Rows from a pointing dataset
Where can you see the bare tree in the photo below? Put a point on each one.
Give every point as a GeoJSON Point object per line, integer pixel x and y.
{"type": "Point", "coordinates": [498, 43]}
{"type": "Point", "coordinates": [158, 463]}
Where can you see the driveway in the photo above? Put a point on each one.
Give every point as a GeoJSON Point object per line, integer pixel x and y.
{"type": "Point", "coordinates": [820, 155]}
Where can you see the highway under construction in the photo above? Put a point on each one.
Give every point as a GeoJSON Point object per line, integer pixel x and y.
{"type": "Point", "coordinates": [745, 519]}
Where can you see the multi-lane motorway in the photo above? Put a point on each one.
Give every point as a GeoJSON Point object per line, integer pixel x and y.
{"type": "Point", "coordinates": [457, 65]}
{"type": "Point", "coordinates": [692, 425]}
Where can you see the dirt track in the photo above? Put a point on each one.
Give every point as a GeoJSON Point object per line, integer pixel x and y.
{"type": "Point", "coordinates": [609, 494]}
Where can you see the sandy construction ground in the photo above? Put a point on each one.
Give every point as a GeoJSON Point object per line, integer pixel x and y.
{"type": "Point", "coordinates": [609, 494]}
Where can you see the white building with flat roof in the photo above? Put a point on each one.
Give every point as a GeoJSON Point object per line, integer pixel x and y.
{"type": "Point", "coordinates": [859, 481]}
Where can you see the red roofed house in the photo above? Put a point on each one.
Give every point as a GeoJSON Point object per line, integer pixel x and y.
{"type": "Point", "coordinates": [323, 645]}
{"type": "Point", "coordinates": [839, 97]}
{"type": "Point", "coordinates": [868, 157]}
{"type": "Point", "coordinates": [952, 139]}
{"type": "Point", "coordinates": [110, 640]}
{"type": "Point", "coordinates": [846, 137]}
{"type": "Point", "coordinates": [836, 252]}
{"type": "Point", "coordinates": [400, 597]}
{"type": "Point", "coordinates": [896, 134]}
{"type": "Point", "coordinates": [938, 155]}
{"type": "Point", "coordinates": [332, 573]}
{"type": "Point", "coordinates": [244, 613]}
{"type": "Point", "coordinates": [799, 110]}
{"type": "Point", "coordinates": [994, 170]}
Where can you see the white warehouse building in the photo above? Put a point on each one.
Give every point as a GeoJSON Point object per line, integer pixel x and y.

Exercise task: Copy out the lines above exactly, from the line containing "Where can you see the white building" through the last line, including both of those lines.

Exercise result:
Where can you see the white building with flat roof in the photo above? Put a point on each one.
Give every point as a GeoJSON Point object per line, integer pixel x and y.
{"type": "Point", "coordinates": [859, 481]}
Where can you see the red roofed house in the photo above? Put a point on each one.
Give every point as a GeoJSON Point object per line, integer pixel x and y.
{"type": "Point", "coordinates": [323, 645]}
{"type": "Point", "coordinates": [839, 97]}
{"type": "Point", "coordinates": [868, 157]}
{"type": "Point", "coordinates": [952, 139]}
{"type": "Point", "coordinates": [110, 640]}
{"type": "Point", "coordinates": [846, 137]}
{"type": "Point", "coordinates": [836, 252]}
{"type": "Point", "coordinates": [400, 597]}
{"type": "Point", "coordinates": [896, 134]}
{"type": "Point", "coordinates": [938, 155]}
{"type": "Point", "coordinates": [332, 573]}
{"type": "Point", "coordinates": [244, 613]}
{"type": "Point", "coordinates": [799, 110]}
{"type": "Point", "coordinates": [994, 170]}
Where can you see the white warehouse building in the photo above? Put a point on each one.
Give every point as a GeoJSON Point object per line, integer pixel x and y.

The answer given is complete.